→ **Фрагмент текста**:
<<<<
Стоило нам подъехать и выйти к открытым воротам судоверфи, как Цецилию словно сдуло лавиной гулкого эха, доносящегося откуда-то из глубины, где клокотали знакомой мне дрожью корабельные корпуса. Постояв немного перед воротами, над которыми серебрились латинские буквы «STOCZNIA GDANSKA im LENINA», я вслед за Цецилией вошел в бюро пропусков.
Облокотившись на стену, она с каким-то изяществом лепетала по телефону, при этом, казалось, слегка пританцовывала на месте. Шляпка вельветовая, в глазах застенчивое ожидание, брюки сафари, светлые волосы, разметавшиеся по плечам... Повесила трубку, заглянула в записную книжку и снова потянулась к аппарату. Цецилия делала своими звонками великое дело — как дипломат добивается права на въезд. Говорила она с тем обаянием в голосе, которое и на расстоянии подкупает, а рука на том конце провода того и гляди тянется к кнопке, чтобы открыть все двери.
>>>>
→ **Фрагменты набора данных для указания точек**:
<<<<
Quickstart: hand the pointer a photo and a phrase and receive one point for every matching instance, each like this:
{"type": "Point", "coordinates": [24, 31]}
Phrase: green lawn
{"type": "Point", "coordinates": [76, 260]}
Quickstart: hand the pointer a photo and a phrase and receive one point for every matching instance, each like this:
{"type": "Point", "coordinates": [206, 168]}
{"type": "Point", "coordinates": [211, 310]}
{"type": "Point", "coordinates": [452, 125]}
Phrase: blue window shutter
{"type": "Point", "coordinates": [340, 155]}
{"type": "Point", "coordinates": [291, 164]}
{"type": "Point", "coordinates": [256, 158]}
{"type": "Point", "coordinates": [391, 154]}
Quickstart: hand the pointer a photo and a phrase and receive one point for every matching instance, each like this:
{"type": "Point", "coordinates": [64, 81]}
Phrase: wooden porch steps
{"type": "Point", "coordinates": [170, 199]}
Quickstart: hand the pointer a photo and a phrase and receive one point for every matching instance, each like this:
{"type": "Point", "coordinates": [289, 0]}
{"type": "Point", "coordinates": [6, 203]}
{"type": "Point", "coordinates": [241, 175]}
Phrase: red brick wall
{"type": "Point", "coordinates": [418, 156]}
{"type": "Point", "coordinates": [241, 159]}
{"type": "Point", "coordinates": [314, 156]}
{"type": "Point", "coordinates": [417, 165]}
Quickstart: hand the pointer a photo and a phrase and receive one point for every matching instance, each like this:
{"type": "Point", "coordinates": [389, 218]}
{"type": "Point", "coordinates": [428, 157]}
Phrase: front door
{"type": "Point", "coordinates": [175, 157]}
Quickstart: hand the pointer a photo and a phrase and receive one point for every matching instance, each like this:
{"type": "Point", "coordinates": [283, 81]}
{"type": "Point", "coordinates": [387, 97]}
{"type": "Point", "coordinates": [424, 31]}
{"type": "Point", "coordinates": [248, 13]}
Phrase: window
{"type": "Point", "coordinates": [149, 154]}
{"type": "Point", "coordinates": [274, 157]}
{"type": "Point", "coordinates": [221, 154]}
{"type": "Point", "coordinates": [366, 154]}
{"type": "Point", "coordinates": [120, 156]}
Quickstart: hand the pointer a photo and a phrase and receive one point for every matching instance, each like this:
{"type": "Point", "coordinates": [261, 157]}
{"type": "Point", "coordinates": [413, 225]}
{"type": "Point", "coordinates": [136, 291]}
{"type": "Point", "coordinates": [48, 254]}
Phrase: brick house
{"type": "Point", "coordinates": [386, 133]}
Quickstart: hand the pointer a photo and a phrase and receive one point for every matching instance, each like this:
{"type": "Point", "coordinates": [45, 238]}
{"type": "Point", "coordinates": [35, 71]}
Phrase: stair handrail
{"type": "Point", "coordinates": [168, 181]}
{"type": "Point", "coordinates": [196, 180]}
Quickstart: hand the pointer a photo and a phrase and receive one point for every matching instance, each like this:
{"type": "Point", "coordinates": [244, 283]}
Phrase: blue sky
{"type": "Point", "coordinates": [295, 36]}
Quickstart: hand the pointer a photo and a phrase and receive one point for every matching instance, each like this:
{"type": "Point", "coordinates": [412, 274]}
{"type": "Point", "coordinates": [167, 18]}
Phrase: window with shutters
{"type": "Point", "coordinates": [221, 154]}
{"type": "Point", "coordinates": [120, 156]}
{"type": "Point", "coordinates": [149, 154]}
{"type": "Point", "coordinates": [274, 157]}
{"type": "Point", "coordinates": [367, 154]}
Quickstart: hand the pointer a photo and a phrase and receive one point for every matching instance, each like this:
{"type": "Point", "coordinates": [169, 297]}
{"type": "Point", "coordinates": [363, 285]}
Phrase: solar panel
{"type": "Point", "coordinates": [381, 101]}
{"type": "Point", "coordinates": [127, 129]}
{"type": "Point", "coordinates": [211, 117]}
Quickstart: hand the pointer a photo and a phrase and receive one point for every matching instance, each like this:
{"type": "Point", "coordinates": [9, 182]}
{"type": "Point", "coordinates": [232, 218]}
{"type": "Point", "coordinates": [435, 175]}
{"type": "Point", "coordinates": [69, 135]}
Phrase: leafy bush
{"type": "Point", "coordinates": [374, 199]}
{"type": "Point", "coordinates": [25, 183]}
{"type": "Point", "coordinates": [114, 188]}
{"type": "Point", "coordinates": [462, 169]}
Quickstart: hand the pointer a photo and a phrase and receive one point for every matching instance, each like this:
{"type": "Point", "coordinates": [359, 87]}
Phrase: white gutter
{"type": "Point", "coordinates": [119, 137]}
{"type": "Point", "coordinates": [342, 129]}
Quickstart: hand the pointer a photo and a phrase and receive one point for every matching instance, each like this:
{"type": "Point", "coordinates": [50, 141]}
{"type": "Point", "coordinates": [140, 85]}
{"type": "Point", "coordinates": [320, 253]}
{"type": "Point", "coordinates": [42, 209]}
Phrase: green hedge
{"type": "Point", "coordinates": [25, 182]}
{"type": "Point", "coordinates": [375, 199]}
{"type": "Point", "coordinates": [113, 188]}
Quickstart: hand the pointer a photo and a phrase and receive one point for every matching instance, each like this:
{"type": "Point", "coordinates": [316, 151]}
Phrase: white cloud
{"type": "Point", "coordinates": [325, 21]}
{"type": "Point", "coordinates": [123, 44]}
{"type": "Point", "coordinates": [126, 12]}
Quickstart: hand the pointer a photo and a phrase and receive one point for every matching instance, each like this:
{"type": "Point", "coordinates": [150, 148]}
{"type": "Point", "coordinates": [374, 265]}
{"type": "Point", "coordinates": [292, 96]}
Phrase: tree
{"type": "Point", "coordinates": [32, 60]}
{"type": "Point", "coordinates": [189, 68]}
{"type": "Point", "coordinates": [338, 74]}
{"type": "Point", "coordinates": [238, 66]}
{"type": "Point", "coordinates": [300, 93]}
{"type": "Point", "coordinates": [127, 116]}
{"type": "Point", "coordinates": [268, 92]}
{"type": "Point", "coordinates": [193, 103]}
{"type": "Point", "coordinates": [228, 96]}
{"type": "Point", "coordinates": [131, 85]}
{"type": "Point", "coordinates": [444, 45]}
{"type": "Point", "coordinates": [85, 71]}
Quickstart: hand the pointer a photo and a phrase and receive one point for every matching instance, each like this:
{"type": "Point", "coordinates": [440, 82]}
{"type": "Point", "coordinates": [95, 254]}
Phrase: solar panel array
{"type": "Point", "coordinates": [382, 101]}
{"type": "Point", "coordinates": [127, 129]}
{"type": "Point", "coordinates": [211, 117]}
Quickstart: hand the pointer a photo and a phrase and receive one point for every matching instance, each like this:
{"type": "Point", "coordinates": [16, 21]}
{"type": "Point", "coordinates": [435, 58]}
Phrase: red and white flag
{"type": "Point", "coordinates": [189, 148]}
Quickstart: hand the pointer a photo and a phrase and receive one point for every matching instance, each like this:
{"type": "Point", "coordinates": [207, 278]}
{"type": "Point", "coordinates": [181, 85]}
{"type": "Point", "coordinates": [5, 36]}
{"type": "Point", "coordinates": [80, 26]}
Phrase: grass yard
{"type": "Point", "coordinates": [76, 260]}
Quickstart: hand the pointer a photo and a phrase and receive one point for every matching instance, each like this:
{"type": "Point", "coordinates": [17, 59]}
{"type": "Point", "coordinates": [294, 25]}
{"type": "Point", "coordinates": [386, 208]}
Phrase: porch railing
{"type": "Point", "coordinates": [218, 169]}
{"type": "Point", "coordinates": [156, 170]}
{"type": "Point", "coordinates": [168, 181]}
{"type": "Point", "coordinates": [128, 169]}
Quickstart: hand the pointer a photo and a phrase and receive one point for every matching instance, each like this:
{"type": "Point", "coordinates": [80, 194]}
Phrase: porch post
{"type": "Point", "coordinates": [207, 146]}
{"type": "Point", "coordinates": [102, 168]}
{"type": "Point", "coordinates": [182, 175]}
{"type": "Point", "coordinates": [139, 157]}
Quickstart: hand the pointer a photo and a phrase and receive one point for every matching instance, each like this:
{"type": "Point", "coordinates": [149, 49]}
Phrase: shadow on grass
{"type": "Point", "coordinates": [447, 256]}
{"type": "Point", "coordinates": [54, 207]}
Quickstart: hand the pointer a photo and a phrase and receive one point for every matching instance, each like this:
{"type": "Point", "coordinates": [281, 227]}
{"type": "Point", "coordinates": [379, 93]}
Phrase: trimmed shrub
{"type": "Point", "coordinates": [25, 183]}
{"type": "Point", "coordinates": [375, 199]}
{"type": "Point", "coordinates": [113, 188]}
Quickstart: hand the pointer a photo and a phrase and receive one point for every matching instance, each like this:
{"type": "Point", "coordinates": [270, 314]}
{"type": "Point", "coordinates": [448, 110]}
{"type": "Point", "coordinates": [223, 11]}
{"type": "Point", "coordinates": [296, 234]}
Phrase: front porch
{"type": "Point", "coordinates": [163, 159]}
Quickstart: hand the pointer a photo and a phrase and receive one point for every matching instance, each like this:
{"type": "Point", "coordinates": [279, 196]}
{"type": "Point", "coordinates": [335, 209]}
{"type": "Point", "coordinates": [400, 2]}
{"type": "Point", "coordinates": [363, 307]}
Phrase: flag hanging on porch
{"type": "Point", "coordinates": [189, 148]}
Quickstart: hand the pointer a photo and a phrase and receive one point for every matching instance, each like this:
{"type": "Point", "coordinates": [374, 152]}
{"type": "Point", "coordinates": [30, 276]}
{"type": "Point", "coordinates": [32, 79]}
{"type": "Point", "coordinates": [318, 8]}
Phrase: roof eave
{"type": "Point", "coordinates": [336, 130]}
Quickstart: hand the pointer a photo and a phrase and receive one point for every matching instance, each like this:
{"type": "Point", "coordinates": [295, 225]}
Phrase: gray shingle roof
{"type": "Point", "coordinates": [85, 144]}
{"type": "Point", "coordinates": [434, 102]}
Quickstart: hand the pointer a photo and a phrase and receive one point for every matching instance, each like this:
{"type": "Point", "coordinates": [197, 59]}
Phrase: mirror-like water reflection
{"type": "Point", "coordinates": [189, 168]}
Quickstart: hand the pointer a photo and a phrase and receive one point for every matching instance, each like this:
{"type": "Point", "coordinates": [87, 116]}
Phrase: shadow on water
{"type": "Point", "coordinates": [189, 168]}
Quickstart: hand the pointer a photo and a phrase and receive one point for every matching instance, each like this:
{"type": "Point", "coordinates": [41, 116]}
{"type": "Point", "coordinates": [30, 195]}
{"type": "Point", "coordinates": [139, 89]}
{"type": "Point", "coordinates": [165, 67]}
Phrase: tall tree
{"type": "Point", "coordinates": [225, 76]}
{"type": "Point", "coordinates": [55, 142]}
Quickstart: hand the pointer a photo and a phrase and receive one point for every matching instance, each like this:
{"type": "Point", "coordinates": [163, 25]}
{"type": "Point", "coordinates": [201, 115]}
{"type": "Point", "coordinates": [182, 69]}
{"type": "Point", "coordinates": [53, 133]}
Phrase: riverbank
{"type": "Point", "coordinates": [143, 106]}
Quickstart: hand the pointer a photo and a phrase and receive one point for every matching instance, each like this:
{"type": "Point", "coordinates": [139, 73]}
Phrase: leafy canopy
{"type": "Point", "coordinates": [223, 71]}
>>>>
→ **Задание 1**:
Выпишите из отрывка о судоверфи все черты облика Цецилии, которые названы в предложении, начинающемся словами «Шляпка вельветовая».
→ **Задание 2**:
Напишите продолжение отрывка о Гданьской судоверфи, начиная сразу после его последнего предложения.
Записи никак не связаны с отрывком о судоверфи.

→ **Письменный ответ 1**:
Вельветовая шляпка; застенчивое ожидание в глазах; брюки сафари; светлые волосы, разметавшиеся по плечам.

→ **Письменный ответ 2**:
Вскоре появился молодой человек. Пока он не увидел Цецилию, шел, ровно неся свой торс, но, заметив ее, улыбнулся и, галантно изогнувшись, пропустил вперед. И только на улице, когда она обратила его внимание на меня, представился:
— Марек Млодинский. Рад вам, но должен заметить, что приехали вы в самые горячие для верфи дни.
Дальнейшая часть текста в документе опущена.